▶ [Challenge]:
Restate each entry word for word, leaving nothing out.

----------

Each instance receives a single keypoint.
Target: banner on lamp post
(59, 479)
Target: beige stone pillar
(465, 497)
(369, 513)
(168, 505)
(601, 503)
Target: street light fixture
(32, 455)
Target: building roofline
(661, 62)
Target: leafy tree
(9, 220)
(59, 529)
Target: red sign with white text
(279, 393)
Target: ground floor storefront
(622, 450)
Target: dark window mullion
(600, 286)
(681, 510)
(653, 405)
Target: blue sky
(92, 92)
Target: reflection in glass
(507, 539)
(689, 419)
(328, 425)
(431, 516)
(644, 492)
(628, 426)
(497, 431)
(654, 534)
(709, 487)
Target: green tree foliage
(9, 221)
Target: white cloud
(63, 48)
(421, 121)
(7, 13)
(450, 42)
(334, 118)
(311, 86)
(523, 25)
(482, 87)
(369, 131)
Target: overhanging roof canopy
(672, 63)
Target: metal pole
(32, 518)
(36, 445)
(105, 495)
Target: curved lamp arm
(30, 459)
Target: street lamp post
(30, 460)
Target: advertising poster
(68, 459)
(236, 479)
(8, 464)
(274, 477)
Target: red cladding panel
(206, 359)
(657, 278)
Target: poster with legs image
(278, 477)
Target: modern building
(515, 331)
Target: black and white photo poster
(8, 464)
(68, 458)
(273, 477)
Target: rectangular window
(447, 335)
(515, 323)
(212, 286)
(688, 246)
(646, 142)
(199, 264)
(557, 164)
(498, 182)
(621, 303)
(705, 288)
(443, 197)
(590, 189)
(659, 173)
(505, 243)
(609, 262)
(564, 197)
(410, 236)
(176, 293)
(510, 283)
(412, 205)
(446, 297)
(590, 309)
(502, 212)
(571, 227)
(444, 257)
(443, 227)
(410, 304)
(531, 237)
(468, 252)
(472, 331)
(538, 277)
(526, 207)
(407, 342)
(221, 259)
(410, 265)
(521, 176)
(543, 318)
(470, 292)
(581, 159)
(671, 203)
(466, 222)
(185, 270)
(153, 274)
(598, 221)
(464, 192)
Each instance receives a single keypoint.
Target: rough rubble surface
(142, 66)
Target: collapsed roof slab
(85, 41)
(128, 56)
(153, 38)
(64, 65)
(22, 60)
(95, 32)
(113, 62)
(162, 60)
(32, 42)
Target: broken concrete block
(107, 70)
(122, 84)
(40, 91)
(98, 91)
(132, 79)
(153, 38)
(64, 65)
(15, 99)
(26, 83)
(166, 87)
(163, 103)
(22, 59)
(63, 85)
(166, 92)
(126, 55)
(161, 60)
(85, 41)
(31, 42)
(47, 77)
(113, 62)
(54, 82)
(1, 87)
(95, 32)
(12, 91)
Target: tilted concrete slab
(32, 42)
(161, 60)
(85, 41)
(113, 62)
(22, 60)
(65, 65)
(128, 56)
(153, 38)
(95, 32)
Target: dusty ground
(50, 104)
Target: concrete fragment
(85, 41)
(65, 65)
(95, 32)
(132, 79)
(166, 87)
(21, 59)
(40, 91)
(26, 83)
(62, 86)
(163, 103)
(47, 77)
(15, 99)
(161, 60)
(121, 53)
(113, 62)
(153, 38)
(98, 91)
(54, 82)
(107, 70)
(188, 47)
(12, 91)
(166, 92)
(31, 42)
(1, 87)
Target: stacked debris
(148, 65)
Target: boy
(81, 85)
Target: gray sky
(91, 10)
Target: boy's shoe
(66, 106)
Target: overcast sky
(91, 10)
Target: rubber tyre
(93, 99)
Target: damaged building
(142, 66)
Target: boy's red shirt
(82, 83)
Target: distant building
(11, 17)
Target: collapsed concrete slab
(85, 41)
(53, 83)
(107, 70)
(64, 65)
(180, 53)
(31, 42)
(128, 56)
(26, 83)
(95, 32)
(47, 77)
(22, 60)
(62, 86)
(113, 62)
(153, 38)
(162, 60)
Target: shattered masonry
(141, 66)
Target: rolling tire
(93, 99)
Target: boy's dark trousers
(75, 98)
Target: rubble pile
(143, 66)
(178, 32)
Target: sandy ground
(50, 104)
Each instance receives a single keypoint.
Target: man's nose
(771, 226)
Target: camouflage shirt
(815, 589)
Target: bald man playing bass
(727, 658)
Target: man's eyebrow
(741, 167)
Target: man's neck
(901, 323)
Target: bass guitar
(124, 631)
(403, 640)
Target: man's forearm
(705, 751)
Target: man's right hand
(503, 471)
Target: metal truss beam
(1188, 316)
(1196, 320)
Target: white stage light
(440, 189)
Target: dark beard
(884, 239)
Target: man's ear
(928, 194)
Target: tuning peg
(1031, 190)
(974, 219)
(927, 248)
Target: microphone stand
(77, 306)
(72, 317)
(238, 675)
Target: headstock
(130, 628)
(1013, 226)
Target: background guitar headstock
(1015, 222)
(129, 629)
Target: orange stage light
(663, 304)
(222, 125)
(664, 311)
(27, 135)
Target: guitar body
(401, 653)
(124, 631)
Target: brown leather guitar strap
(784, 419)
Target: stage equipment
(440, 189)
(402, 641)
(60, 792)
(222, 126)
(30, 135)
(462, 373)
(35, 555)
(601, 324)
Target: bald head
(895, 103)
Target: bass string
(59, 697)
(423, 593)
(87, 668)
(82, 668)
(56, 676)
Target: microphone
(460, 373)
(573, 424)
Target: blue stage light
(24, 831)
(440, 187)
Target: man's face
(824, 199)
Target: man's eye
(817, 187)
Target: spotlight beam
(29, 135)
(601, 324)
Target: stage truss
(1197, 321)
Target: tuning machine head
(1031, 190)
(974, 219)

----------

▶ [The completed task]:
Each instance receives a single keypoint.
Target: banner on lamp post
(59, 479)
Target: beige stone pillar
(465, 497)
(369, 513)
(168, 505)
(601, 503)
Target: street light fixture
(32, 455)
Target: building roofline
(661, 62)
Target: leafy tree
(9, 220)
(59, 529)
Target: red sign with white text
(279, 393)
Target: ground floor storefront
(622, 450)
Target: dark window mullion
(600, 286)
(681, 510)
(653, 405)
Target: blue sky
(92, 92)
Target: reflection in glass
(507, 539)
(689, 419)
(328, 425)
(431, 516)
(644, 492)
(628, 426)
(497, 431)
(654, 534)
(709, 487)
Target: green tree foliage
(9, 221)
Target: white cloud
(63, 48)
(421, 121)
(7, 13)
(450, 42)
(334, 118)
(311, 86)
(523, 25)
(482, 87)
(369, 131)
Target: overhanging roof canopy
(672, 63)
Target: metal pole
(32, 518)
(36, 445)
(105, 495)
Target: curved lamp arm
(30, 459)
Target: street lamp post
(30, 460)
Target: advertising poster
(68, 459)
(236, 479)
(8, 464)
(274, 477)
Target: red cladding panel
(206, 359)
(657, 278)
Target: poster with legs image
(278, 477)
Target: modern building
(515, 331)
Target: black and white photo poster
(8, 464)
(68, 458)
(273, 477)
Target: rectangular window
(447, 335)
(515, 323)
(212, 286)
(688, 246)
(646, 142)
(199, 264)
(557, 164)
(498, 182)
(621, 303)
(705, 288)
(443, 197)
(590, 189)
(659, 173)
(505, 243)
(609, 262)
(564, 197)
(410, 236)
(176, 293)
(510, 283)
(412, 205)
(446, 297)
(590, 309)
(502, 212)
(571, 227)
(444, 257)
(443, 227)
(410, 304)
(531, 237)
(468, 252)
(472, 331)
(538, 277)
(526, 207)
(407, 342)
(221, 259)
(410, 265)
(521, 176)
(543, 318)
(470, 292)
(581, 159)
(671, 203)
(466, 222)
(185, 270)
(153, 274)
(598, 221)
(464, 192)
Each instance receives a single keypoint.
Target: rough rubble surface
(142, 66)
Target: collapsed roof slab
(85, 41)
(128, 56)
(153, 38)
(64, 65)
(22, 60)
(95, 32)
(113, 62)
(162, 60)
(32, 42)
Target: broken concrete block
(107, 70)
(122, 84)
(40, 91)
(98, 91)
(132, 79)
(153, 38)
(64, 65)
(15, 99)
(26, 83)
(166, 87)
(163, 103)
(22, 59)
(63, 85)
(166, 92)
(126, 55)
(161, 60)
(85, 41)
(31, 42)
(47, 77)
(113, 62)
(54, 82)
(1, 87)
(95, 32)
(12, 91)
Target: tilted concrete slab
(32, 42)
(161, 60)
(85, 41)
(113, 62)
(22, 60)
(65, 65)
(128, 56)
(153, 38)
(95, 32)
Target: dusty ground
(50, 104)
Target: concrete fragment
(85, 41)
(65, 65)
(95, 32)
(132, 79)
(166, 87)
(21, 59)
(40, 91)
(26, 83)
(62, 86)
(163, 103)
(47, 77)
(15, 99)
(161, 60)
(121, 53)
(113, 62)
(153, 38)
(98, 91)
(54, 82)
(107, 70)
(188, 47)
(12, 91)
(166, 92)
(31, 42)
(1, 87)
Target: stacked debris
(148, 65)
Target: boy
(81, 85)
Target: gray sky
(91, 10)
Target: boy's shoe
(66, 106)
Target: overcast sky
(91, 10)
Target: rubber tyre
(93, 99)
Target: damaged building
(142, 66)
Target: boy's red shirt
(82, 83)
Target: distant building
(11, 17)
Target: collapsed concrete slab
(85, 41)
(53, 83)
(107, 70)
(64, 65)
(180, 53)
(31, 42)
(128, 56)
(26, 83)
(95, 32)
(47, 77)
(22, 60)
(62, 86)
(113, 62)
(153, 38)
(162, 60)
Target: shattered masonry
(141, 66)
Target: rolling tire
(93, 99)
Target: boy's dark trousers
(75, 98)
Target: rubble pile
(143, 66)
(178, 32)
Target: sandy ground
(50, 104)
Each instance receives a single keypoint.
Target: man's nose
(771, 226)
Target: camouflage shirt
(815, 589)
Target: bald man playing bass
(727, 658)
Target: man's eyebrow
(741, 167)
Target: man's neck
(901, 323)
Target: bass guitar
(124, 631)
(403, 640)
Target: man's forearm
(705, 751)
Target: man's right hand
(503, 471)
Target: metal truss beam
(1188, 316)
(1196, 320)
Target: white stage light
(440, 189)
Target: dark beard
(884, 239)
Target: man's ear
(928, 194)
Target: tuning peg
(1031, 190)
(974, 219)
(927, 248)
Target: microphone stand
(77, 306)
(72, 317)
(238, 675)
Target: headstock
(130, 628)
(1013, 226)
Target: background guitar headstock
(1015, 222)
(129, 629)
Target: orange stage light
(663, 304)
(222, 125)
(664, 311)
(27, 135)
Target: guitar body
(401, 653)
(124, 631)
Target: brown leather guitar strap
(784, 419)
Target: stage equipment
(440, 189)
(402, 641)
(60, 792)
(222, 126)
(30, 135)
(462, 373)
(35, 555)
(601, 324)
Target: bald head
(895, 103)
Target: bass string
(59, 697)
(423, 593)
(87, 668)
(82, 668)
(56, 676)
Target: microphone
(460, 373)
(573, 424)
Target: blue stage light
(24, 831)
(440, 187)
Target: man's face
(824, 199)
Target: man's eye
(817, 187)
Target: spotlight beam
(29, 135)
(601, 324)
Target: stage truss
(1197, 321)
Target: tuning machine head
(1031, 190)
(974, 219)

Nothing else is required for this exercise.